### Exercise directions
Exactly and only the lines from the one containing "Task | locate the wood slice" through the close of the entries below are to be set down.

### Data listing
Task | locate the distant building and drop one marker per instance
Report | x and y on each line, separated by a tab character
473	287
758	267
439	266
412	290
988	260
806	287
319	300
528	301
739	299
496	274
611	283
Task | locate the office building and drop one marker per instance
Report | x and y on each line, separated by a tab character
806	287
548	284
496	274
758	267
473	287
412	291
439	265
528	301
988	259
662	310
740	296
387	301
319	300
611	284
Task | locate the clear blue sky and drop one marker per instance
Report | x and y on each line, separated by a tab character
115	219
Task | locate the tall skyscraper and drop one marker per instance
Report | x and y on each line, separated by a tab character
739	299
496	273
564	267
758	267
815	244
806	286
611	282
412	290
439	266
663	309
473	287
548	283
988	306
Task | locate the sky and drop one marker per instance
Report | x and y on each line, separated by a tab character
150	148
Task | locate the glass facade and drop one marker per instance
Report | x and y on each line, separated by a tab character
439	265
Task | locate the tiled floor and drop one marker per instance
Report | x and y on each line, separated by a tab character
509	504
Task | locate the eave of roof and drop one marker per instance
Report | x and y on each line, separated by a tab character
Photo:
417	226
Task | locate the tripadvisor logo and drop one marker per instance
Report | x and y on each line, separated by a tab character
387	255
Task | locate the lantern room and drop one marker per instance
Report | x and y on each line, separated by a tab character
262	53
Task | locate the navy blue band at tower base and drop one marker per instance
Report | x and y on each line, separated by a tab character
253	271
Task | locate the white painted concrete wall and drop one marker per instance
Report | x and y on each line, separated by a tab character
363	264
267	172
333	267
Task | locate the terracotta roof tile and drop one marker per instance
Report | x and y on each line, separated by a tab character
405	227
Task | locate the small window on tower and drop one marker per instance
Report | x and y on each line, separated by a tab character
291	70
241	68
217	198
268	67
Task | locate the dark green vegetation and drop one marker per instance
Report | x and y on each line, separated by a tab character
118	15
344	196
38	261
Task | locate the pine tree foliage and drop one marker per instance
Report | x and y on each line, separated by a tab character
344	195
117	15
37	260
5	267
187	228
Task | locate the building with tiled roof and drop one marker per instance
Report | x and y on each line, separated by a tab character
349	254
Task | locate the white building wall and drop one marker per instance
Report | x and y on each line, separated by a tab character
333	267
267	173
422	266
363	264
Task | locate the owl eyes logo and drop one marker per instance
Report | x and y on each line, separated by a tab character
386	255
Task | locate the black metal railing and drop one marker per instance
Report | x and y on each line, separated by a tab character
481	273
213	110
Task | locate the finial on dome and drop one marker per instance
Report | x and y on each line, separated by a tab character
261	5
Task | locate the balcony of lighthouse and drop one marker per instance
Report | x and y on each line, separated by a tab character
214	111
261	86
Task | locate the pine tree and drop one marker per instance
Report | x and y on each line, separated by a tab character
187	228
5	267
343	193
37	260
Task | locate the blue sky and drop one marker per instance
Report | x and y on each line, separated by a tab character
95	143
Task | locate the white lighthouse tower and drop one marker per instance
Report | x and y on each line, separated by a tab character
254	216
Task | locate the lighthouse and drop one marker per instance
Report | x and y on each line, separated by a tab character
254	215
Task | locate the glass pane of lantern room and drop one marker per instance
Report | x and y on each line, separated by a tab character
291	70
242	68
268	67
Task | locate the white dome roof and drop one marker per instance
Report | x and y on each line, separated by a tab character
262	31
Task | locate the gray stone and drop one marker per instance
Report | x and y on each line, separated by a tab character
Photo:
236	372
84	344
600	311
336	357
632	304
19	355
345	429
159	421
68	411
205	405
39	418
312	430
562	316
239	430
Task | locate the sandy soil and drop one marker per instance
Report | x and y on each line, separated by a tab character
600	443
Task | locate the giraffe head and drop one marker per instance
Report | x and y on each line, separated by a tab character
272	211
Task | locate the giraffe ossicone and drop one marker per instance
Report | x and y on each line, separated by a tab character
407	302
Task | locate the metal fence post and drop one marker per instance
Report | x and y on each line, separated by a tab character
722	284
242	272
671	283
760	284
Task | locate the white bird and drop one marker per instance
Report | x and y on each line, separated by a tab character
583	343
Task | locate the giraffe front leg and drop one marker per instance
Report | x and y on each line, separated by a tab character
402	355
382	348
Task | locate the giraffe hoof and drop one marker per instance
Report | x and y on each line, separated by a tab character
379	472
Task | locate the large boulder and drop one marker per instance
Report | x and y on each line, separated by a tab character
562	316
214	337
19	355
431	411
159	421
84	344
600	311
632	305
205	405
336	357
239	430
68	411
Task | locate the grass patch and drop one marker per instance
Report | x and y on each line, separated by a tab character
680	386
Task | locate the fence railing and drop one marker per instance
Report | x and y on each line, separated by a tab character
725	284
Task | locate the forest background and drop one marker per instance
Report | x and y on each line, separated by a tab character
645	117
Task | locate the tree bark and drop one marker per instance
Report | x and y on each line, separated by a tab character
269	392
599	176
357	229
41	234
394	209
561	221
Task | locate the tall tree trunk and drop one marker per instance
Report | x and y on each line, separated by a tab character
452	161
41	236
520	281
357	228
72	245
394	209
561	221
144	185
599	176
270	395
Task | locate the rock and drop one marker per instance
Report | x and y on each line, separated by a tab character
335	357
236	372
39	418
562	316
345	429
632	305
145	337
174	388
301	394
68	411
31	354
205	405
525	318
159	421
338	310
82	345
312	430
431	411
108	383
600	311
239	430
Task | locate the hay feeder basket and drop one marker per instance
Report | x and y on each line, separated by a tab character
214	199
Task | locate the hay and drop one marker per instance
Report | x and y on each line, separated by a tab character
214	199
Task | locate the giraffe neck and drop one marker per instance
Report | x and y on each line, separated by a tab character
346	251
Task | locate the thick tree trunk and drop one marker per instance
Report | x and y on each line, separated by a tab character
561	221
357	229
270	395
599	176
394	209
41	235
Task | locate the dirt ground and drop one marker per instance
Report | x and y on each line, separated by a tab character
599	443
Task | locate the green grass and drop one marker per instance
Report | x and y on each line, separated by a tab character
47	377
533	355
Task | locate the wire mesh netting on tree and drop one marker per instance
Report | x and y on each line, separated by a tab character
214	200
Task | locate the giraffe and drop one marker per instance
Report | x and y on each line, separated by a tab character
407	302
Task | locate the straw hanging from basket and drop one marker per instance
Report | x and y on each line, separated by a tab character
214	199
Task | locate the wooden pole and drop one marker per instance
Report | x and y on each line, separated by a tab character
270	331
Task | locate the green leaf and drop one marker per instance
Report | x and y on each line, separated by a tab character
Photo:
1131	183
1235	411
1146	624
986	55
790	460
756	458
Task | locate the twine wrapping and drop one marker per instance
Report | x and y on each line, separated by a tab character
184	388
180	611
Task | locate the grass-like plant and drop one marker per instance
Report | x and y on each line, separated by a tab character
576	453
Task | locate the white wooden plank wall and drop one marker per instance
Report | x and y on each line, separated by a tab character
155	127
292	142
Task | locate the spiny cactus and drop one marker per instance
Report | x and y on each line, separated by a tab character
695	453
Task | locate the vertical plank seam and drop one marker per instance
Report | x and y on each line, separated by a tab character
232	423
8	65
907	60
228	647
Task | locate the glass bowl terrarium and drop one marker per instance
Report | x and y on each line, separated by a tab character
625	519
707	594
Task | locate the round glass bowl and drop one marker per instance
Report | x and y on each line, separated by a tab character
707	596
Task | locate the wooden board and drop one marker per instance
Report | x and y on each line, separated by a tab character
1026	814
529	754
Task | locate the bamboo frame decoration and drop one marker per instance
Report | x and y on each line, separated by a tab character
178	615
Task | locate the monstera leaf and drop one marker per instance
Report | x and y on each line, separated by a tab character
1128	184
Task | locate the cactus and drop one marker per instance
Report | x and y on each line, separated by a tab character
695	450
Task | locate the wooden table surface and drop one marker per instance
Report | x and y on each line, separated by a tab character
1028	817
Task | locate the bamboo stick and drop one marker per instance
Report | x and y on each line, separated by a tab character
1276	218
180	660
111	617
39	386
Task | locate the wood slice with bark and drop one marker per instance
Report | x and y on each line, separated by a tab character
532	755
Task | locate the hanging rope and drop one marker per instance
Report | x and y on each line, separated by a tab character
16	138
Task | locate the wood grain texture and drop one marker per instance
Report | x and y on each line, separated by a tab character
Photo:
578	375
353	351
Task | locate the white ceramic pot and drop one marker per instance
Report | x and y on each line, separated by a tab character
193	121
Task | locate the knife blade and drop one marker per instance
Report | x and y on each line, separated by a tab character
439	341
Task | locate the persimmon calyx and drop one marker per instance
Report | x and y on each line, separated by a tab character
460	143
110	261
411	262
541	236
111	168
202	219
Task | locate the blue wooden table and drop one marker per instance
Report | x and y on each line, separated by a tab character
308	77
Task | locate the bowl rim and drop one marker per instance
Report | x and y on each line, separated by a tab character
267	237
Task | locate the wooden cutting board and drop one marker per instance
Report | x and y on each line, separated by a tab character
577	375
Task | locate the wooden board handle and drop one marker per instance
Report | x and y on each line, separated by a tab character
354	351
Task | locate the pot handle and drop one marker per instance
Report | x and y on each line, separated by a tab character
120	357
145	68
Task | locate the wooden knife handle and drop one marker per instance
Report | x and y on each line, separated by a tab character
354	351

### Exercise output
Task | locate the wood slice with bark and drop one marker per instance
Report | x and y on each line, separated by a tab character
532	755
Task | locate the hanging rope and drop one marker per instance
Report | x and y on each line, separated by a tab character
16	138
Task | locate the wood grain texture and drop one marker per instance
Report | x and y on each line, separated by a tab character
Photo:
578	375
353	351
Task | locate the white ceramic pot and drop one marker per instance
Report | x and y on each line, separated by a tab character
193	121
Task | locate the knife blade and drop one marker per instance
Report | x and y on each line, separated by a tab character
439	341
Task | locate the persimmon calyx and drop one marker per instance
Report | x and y on each line, separated by a tab character
460	143
110	261
411	262
541	236
111	168
202	219
Task | locate the blue wooden table and drop one marker per instance
Report | x and y on each line, separated by a tab character
308	77
Task | locate the bowl rim and drop one marker per instance
Report | x and y on each line, separated by a tab character
267	237
Task | locate the wooden cutting board and drop one marker per instance
Report | x and y on each line, separated by a tab character
577	375
Task | locate the wooden board handle and drop one marker per instance
Report | x and y on each line, separated by a tab character
354	351
Task | locate the pot handle and drop one marker per instance
Report | x and y on each line, separated by a tab character
120	357
145	68
Task | locate the wooden knife handle and drop one marker per instance
Report | x and y on each line, separated by a tab character
354	351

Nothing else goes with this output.